— START Supplied text —

Studio album by Albert Heath
- Released: 1973
- Recorded: June 14, 1973
- Studio: RCA Studios, New York City
- Genre: Jazz
- Length: 44:22
- Label: Muse MR 5031
- Producer: Don Schlitten

Albert Heath chronology
| Kawaida (1969) | Kwanza (The First) (1973) | Live at Smalls (2009) |

= Kwanza (The First) =

Kwanza (The First) is an album by drummer Albert Heath featuring performances recorded in 1973 and originally released on the Muse label.

— END Supplied text —
— START Recorded data —

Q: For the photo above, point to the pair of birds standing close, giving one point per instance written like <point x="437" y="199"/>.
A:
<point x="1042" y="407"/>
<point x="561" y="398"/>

— END Recorded data —

Instructions »
**1)** In the Kwanza (The First) page, condense the paragraph beginning "Kwanza (The First) is an album" into a single shorter sentence that keeps its main facts.
**2)** From the Kwanza (The First) page, extract the text between "Albert Heath chronology" and "the Muse label.", inclusive.

Worked solutions »
**1)** Kwanza (The First) is drummer Albert Heath's album of 1973 recordings, first issued on Muse.

**2)**
Albert Heath chronology
| Kawaida (1969) | Kwanza (The First) (1973) | Live at Smalls (2009) |

= Kwanza (The First) =

Kwanza (The First) is an album by drummer Albert Heath featuring performances recorded in 1973 and originally released on the Muse label.